* DOCUMENT SEGMENT
------------

What to do on a Friday night in Paris?
Wander around the Louvre.
Instead of heading straight to the Mona Lisa or Vénus de Milo, I chose a random entrance and let the museum lead me to new inspiration. Climbing several staircases and long corridors, the Louvre offered me Camille Corot’s Souvenir de Mortefontaine (1864).
Dreamy, bucolic, and gentle, encountering this work was just what I needed to transition into the weekend.
From my very first glimpse of Souvenir de Mortefontaine, I experienced an immediate sensation of calm, an invitation to meditate. As a writer, visual works that offer a lot of space for reflection are particularly appealing to me. The misty, blurry quality of the painting seemed to emphasize an emotional atmosphere over a physical one, allowing my mind to recall similar settings from my own life. Worlds of words came to me.
Though Corot was not an Impressionist, his later work shows signs of its development. Moving away from Neoclassicism in Souvenir de Mortefontaine, Corot’s attention to light and reflections, privileging sensations and impressions over strict representation, illustrate evolving techniques in painting.
The painting’s title also emphasizes its focus on suggestion. It is not a painting of a place but of the memory of a place.
According to my research, Mortefontaine inspired many artists’ works, including Watteau’s The Embarkation for Cythera (1717), which I wrote about here just a few weeks ago. Writers like Marcel Proust and Gérard de Nerval also spent time in the town, located just north of Paris in l’Oise. In Corot’s painting, a soft landscape of water and greenery glitters with ethereal specks of light: it’s no wonder to me that such a place would attract creatives.

------------

* PARTS OF THE EXERCISE
**1)** Print the stretch of the piece on Corot's Souvenir de Mortefontaine from "What to do on" through "came to me.".
**2)** According to the piece on Corot's Souvenir de Mortefontaine, why did the painting appeal so strongly to the person viewing it?
The listing is unrelated to the piece on Corot's Souvenir de Mortefontaine.

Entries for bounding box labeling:
------------

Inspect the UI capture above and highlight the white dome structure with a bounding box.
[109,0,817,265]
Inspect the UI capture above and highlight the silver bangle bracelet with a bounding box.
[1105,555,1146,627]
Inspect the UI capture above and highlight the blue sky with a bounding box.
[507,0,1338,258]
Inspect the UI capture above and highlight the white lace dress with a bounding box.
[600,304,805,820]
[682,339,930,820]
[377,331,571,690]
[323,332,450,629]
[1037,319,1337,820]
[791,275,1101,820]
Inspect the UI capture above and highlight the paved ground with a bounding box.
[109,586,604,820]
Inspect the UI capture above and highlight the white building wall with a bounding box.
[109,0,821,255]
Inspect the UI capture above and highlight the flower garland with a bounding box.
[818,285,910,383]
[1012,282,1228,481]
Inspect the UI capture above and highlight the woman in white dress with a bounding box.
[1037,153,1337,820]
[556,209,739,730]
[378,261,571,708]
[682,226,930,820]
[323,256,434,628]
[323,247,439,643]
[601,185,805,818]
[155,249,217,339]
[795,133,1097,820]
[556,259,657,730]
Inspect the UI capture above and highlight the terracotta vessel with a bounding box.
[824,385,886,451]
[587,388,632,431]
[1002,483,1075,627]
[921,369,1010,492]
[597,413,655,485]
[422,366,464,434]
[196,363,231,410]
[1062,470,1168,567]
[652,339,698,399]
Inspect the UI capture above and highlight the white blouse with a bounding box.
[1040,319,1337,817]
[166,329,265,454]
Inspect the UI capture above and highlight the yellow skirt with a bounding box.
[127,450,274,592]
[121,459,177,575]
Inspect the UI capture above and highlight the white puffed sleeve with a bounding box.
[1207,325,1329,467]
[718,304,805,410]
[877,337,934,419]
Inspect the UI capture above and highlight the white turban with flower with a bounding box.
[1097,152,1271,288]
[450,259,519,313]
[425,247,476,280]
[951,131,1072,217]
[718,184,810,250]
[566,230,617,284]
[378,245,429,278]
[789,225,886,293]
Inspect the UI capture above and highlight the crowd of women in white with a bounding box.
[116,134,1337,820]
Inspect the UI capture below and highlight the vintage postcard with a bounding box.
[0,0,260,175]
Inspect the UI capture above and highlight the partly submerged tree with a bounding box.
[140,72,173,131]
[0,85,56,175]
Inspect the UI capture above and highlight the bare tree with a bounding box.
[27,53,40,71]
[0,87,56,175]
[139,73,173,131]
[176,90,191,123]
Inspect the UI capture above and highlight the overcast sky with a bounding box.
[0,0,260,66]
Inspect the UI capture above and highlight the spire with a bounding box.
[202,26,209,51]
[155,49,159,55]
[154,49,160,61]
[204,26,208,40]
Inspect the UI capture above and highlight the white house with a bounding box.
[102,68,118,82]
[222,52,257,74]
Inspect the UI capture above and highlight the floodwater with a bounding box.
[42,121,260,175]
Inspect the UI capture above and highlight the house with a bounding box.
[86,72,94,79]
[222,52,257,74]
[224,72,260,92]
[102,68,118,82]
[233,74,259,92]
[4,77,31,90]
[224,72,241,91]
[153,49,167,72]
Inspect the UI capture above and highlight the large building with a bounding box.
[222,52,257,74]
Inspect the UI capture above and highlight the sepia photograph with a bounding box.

------------

* SOLUTIONS PER TASK
**1)**
What to do on a Friday night in Paris?
Wander around the Louvre.
Instead of heading straight to the Mona Lisa or Vénus de Milo, I chose a random entrance and let the museum lead me to new inspiration. Climbing several staircases and long corridors, the Louvre offered me Camille Corot’s Souvenir de Mortefontaine (1864).
Dreamy, bucolic, and gentle, encountering this work was just what I needed to transition into the weekend.
From my very first glimpse of Souvenir de Mortefontaine, I experienced an immediate sensation of calm, an invitation to meditate. As a writer, visual works that offer a lot of space for reflection are particularly appealing to me. The misty, blurry quality of the painting seemed to emphasize an emotional atmosphere over a physical one, allowing my mind to recall similar settings from my own life. Worlds of words came to me.

**2)** As a writer, the viewer is especially drawn to visual works that leave a lot of space for reflection, and the painting gave an immediate sense of calm and an invitation to meditate. Its misty, blurry quality stressed an emotional atmosphere over a physical one, which let the viewer's mind recall similar settings from life.